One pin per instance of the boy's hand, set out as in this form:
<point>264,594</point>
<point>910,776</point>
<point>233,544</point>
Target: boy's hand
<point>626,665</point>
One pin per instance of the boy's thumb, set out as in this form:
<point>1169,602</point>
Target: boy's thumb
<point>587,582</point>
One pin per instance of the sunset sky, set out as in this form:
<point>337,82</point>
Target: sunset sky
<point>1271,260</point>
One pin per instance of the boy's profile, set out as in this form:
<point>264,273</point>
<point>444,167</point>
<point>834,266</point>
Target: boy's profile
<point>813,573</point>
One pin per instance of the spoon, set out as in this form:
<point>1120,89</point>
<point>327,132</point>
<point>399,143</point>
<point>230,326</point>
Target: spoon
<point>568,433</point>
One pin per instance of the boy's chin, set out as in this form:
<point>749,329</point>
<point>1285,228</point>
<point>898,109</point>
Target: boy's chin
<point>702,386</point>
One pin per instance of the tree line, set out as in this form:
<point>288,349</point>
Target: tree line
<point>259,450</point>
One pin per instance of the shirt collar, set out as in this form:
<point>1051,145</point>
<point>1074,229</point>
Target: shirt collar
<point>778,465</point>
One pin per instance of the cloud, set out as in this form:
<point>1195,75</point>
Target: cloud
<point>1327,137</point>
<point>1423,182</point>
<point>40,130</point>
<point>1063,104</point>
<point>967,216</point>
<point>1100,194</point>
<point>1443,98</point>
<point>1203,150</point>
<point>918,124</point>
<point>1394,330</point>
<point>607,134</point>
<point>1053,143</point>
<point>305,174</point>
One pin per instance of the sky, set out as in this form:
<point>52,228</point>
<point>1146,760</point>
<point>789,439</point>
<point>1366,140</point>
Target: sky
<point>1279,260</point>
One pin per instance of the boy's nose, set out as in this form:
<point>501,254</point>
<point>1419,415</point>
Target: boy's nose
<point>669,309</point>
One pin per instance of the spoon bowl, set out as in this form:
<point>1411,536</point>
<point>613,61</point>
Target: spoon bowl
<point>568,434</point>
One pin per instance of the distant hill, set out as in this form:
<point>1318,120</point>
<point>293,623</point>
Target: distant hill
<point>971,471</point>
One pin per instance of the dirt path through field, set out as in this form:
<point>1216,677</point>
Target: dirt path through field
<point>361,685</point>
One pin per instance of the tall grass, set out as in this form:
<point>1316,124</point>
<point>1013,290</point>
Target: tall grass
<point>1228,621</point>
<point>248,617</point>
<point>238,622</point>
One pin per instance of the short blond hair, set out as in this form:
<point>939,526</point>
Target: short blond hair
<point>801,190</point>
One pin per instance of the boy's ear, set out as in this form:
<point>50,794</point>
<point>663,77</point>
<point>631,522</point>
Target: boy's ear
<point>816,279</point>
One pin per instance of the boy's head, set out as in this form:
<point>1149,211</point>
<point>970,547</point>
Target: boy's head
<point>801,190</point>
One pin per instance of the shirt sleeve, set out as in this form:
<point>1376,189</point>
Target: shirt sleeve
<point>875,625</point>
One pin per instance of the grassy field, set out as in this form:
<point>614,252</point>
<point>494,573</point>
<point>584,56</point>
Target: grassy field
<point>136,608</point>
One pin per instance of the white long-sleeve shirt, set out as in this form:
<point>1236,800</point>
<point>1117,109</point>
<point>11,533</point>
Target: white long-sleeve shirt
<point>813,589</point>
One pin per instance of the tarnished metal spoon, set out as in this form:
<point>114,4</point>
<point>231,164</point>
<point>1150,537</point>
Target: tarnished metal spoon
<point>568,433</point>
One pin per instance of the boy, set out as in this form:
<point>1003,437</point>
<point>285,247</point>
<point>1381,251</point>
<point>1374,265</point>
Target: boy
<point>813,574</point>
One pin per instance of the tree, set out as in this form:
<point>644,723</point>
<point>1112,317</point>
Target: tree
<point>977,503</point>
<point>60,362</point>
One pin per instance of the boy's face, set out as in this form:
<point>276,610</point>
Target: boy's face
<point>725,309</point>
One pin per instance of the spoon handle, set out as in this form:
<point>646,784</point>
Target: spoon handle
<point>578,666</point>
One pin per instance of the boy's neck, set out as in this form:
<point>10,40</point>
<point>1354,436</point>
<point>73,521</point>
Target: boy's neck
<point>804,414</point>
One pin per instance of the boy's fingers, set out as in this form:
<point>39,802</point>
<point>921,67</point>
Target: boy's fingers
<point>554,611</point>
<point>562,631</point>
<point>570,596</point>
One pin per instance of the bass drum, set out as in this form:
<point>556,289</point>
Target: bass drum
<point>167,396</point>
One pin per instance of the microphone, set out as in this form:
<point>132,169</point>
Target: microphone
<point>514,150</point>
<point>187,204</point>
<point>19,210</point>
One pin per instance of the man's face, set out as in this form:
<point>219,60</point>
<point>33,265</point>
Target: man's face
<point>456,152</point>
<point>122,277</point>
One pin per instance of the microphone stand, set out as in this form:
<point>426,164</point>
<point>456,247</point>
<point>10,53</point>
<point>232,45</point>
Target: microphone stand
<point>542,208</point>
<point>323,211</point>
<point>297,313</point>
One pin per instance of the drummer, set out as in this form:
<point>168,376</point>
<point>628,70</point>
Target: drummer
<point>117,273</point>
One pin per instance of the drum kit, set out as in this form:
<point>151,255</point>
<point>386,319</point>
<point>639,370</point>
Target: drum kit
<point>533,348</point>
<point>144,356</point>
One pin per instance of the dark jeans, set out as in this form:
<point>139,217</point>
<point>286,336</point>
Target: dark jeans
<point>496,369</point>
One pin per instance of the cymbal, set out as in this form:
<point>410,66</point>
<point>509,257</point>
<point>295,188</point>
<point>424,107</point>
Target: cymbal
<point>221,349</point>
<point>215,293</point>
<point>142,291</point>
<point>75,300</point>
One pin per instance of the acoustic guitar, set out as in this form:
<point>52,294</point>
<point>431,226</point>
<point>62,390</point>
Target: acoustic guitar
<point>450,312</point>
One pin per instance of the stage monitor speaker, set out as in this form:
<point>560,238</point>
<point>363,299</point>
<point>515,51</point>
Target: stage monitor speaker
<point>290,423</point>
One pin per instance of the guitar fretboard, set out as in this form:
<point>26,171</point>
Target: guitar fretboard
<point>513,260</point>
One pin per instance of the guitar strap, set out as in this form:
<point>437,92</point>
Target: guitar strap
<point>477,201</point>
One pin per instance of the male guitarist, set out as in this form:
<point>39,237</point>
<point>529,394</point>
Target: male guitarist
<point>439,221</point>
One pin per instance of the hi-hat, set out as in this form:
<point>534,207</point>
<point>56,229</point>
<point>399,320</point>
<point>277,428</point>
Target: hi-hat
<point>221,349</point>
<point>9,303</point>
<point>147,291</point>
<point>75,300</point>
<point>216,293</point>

Instructions to follow: The records above need to be retyped exactly.

Response for this exercise:
One pin per instance of the boy's hand, set out as in this form:
<point>264,594</point>
<point>910,776</point>
<point>233,544</point>
Target: boy's hand
<point>626,665</point>
One pin per instance of the boy's thumb, set out as in this form:
<point>1169,602</point>
Target: boy's thumb
<point>587,582</point>
One pin per instance of the sunset sky, set out as in this form:
<point>337,82</point>
Target: sunset sky
<point>1271,260</point>
One pin per instance of the boy's profile, set out as in this form:
<point>264,273</point>
<point>444,167</point>
<point>834,266</point>
Target: boy's profile
<point>813,573</point>
One pin per instance of the spoon, set out as in this form:
<point>1120,89</point>
<point>327,132</point>
<point>399,143</point>
<point>230,326</point>
Target: spoon
<point>568,433</point>
One pin per instance of the boy's chin, set out as in this form:
<point>749,329</point>
<point>1285,228</point>
<point>898,109</point>
Target: boy's chin
<point>702,386</point>
One pin per instance of the tree line, set out as in this form:
<point>288,349</point>
Target: tree line
<point>259,450</point>
One pin per instance of the shirt collar, set out as in this form:
<point>1051,145</point>
<point>1074,229</point>
Target: shirt collar
<point>778,465</point>
One pin per instance of the cloud, set out as in this form:
<point>1195,75</point>
Target: cloud
<point>1327,137</point>
<point>1423,182</point>
<point>40,130</point>
<point>1063,104</point>
<point>967,216</point>
<point>1100,194</point>
<point>1443,98</point>
<point>1203,150</point>
<point>918,124</point>
<point>1394,330</point>
<point>607,134</point>
<point>1053,143</point>
<point>305,174</point>
One pin per instance of the sky, set out as in this form:
<point>52,228</point>
<point>1146,760</point>
<point>789,439</point>
<point>1366,140</point>
Target: sky
<point>1279,260</point>
One pin per instance of the boy's nose, set out as in this form:
<point>501,254</point>
<point>1419,415</point>
Target: boy's nose
<point>669,309</point>
One pin per instance of the spoon bowl, set out as in this form:
<point>1411,536</point>
<point>613,61</point>
Target: spoon bowl
<point>568,434</point>
One pin per instance of the distant hill, set out as in this form:
<point>1318,120</point>
<point>293,623</point>
Target: distant hill
<point>971,471</point>
One pin per instance of the dirt path through field, set out as in this form:
<point>1216,677</point>
Target: dirt path through field
<point>361,685</point>
One pin per instance of the tall grass, set out as in this form:
<point>1316,124</point>
<point>1013,290</point>
Target: tall grass
<point>1228,621</point>
<point>248,617</point>
<point>238,622</point>
One pin per instance of the short blond hair, set out as in this form:
<point>939,526</point>
Target: short blond hair
<point>801,190</point>
One pin per instance of the boy's ear, set out as in this form:
<point>50,794</point>
<point>663,77</point>
<point>631,522</point>
Target: boy's ear
<point>816,279</point>
One pin per instance of the boy's head, set out as in this form:
<point>1149,211</point>
<point>970,547</point>
Target: boy's head
<point>801,190</point>
One pin per instance of the shirt sleeve, set out as in this form:
<point>1376,189</point>
Target: shirt sleeve
<point>875,625</point>
One pin per instance of the grassy field, set out as in this form:
<point>614,252</point>
<point>494,573</point>
<point>584,56</point>
Target: grassy field
<point>136,608</point>
One pin per instance of the white long-sleeve shirt, set out as in this form:
<point>1236,800</point>
<point>1117,109</point>
<point>11,533</point>
Target: white long-sleeve shirt
<point>813,589</point>
One pin per instance of the tarnished metal spoon, set out as in this form:
<point>114,4</point>
<point>231,164</point>
<point>1150,537</point>
Target: tarnished metal spoon
<point>568,433</point>
One pin per instance of the boy, set out as in this form:
<point>1003,437</point>
<point>285,247</point>
<point>1381,251</point>
<point>1374,265</point>
Target: boy
<point>813,574</point>
One pin per instance of the tree, set out as in this form:
<point>644,723</point>
<point>1112,317</point>
Target: tree
<point>977,503</point>
<point>60,362</point>
One pin per instance of the boy's face, set out as in this form:
<point>276,610</point>
Target: boy's face
<point>725,309</point>
One pin per instance of the spoon handle, set out as in this form:
<point>646,784</point>
Target: spoon handle
<point>578,666</point>
One pin per instance of the boy's neck, set out as in this form:
<point>10,40</point>
<point>1354,436</point>
<point>73,521</point>
Target: boy's neck
<point>804,414</point>
One pin per instance of the boy's fingers, set out as in this form:
<point>39,802</point>
<point>921,67</point>
Target: boy's fingers
<point>554,611</point>
<point>562,631</point>
<point>570,596</point>
One pin per instance of the bass drum, set out as in this form:
<point>556,289</point>
Target: bass drum
<point>167,396</point>
One pin per instance of the microphone, set out as in this form:
<point>132,169</point>
Target: microphone
<point>514,150</point>
<point>187,204</point>
<point>19,210</point>
One pin per instance of the man's face, set out as in this form:
<point>219,60</point>
<point>33,265</point>
Target: man's face
<point>456,152</point>
<point>122,277</point>
One pin per instance of the microphone stand, set out as in this form:
<point>426,164</point>
<point>456,247</point>
<point>10,53</point>
<point>232,45</point>
Target: microphone stand
<point>542,208</point>
<point>323,211</point>
<point>297,313</point>
One pin per instance of the drummer, set out as in this form:
<point>168,376</point>
<point>628,70</point>
Target: drummer
<point>117,273</point>
One pin per instance of the drum kit, set out as in this form:
<point>151,255</point>
<point>386,319</point>
<point>639,370</point>
Target: drum kit
<point>533,348</point>
<point>144,356</point>
One pin per instance of the dark jeans, set out as in this form:
<point>139,217</point>
<point>286,336</point>
Target: dark jeans
<point>496,369</point>
One pin per instance of the cymbal, set out as in this form:
<point>410,66</point>
<point>509,257</point>
<point>295,188</point>
<point>424,107</point>
Target: cymbal
<point>221,349</point>
<point>215,293</point>
<point>142,291</point>
<point>75,300</point>
One pin per instance of the acoustic guitar, set out as in this form:
<point>52,294</point>
<point>431,226</point>
<point>62,390</point>
Target: acoustic guitar
<point>450,312</point>
One pin per instance of the stage monitor speaker, set out as in this form:
<point>560,238</point>
<point>363,299</point>
<point>515,51</point>
Target: stage monitor speaker
<point>290,423</point>
One pin per instance of the guitar fretboard, set out as in this form:
<point>26,171</point>
Target: guitar fretboard
<point>513,260</point>
One pin per instance of the guitar strap, set out as in this form:
<point>437,92</point>
Target: guitar strap
<point>477,201</point>
One pin per instance of the male guitarist, set out as in this form:
<point>39,237</point>
<point>529,394</point>
Target: male guitarist
<point>439,221</point>
One pin per instance of the hi-hat, set out as in this form:
<point>534,207</point>
<point>56,229</point>
<point>399,320</point>
<point>277,428</point>
Target: hi-hat
<point>221,349</point>
<point>9,303</point>
<point>147,291</point>
<point>75,300</point>
<point>216,293</point>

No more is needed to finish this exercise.